WHAT IS EXPECTED —
Give back each of the items below word for word, leaving out the pictures.

===== DATA ROWS

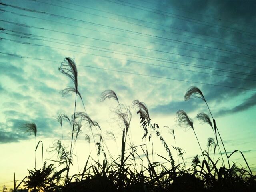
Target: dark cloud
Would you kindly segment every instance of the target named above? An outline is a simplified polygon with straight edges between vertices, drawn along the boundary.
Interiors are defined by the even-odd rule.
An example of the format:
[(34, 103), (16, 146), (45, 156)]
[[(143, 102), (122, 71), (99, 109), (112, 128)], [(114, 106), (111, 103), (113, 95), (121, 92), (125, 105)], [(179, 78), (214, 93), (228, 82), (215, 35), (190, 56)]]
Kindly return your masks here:
[(254, 94), (248, 99), (232, 109), (220, 109), (216, 113), (216, 116), (222, 116), (228, 114), (242, 112), (256, 105), (256, 93)]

==========

WRITTEN REPLY —
Target: dark cloud
Would you kindly segment every instance of the target named above? An outline is a simplified polygon with straight edges between vertices, drawn along the boundary.
Interiors are defined by the even-odd rule.
An example of the format:
[(34, 103), (16, 146), (45, 156)]
[[(143, 102), (122, 71), (99, 109), (112, 128)], [(114, 106), (111, 103), (113, 95), (121, 92), (125, 105)], [(179, 78), (214, 93), (228, 82), (215, 35), (190, 56)]]
Kindly return your masks here:
[(254, 94), (248, 99), (232, 109), (220, 109), (216, 113), (216, 116), (222, 116), (228, 114), (242, 112), (256, 105), (256, 93)]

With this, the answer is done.